Required action A: Do these statements agree with the passage on lab-grown brain tissue? (i) The researchers placed about 3,000 embryonic stem cells in a culture solution. (ii) The sphere of tissue measured five millimeters in diameter. (iii) An adult cerebral cortex has four layers. Answer yes or no for each, and quote the words of the passage that decide it.
Required action B: Can you print the part of the passage on lab-grown brain tissue that starts at "Researchers hope that" and ends at "to activate simultaneously.", keeping every word unchanged?

Extract to read:

BEGIN

The process using embryonic stem cells, which can change into various other types of cells, was successfully carried out by Yoshiki Sasai and Mototsugu Eiraku, of the Riken Center for Developmental Biology in Kobe.

The cortex remained undeveloped, equivalent to that of a fetus, but it’s the first time that researchers have ever created brain tissue involving different cell types, rather than single brain cells. The research is published in the US magazine Cell Stem Cell.

Researchers hope that the process will shed light on the how illnesses like Alzheimer’s disease work and how they can be cured, as well as leading to treatments to lessen the aftereffects of strokes.

The researchers placed about 3,000 embryonic stem cells in a culture solution, and had the cells gather together naturally to form a solid, and, after 46 days, a sphere of tissue measuring two millimeters in diameter, with a hollow at its center, was formed.

The self-organized tissue uses four types of neurons in four layers, and is identical to the cerebral cortex of a fetus seven to eight weeks after conception. The researchers confirmed that the neurons formed a network, and the cells were able to activate simultaneously.

An adult cerebral cortex has six layers. Accordingly, the stage of development of the cortex in the experiment could be presumed to be at about “40 or 50 percent,” according to Mr Sassi.

END

Given information:
BEGIN

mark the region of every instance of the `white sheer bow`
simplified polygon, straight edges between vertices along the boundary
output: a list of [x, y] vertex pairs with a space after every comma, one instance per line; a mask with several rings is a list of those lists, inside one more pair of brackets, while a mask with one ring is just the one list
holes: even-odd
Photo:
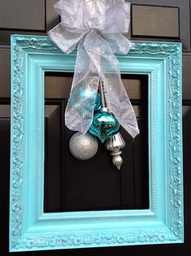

END

Answer box A:
(i) Yes: "The researchers placed about 3,000 embryonic stem cells in a culture solution"
(ii) No: "a sphere of tissue measuring two millimeters in diameter"
(iii) No: "An adult cerebral cortex has six layers."

Answer box B:
Researchers hope that the process will shed light on the how illnesses like Alzheimer’s disease work and how they can be cured, as well as leading to treatments to lessen the aftereffects of strokes.

The researchers placed about 3,000 embryonic stem cells in a culture solution, and had the cells gather together naturally to form a solid, and, after 46 days, a sphere of tissue measuring two millimeters in diameter, with a hollow at its center, was formed.

The self-organized tissue uses four types of neurons in four layers, and is identical to the cerebral cortex of a fetus seven to eight weeks after conception. The researchers confirmed that the neurons formed a network, and the cells were able to activate simultaneously.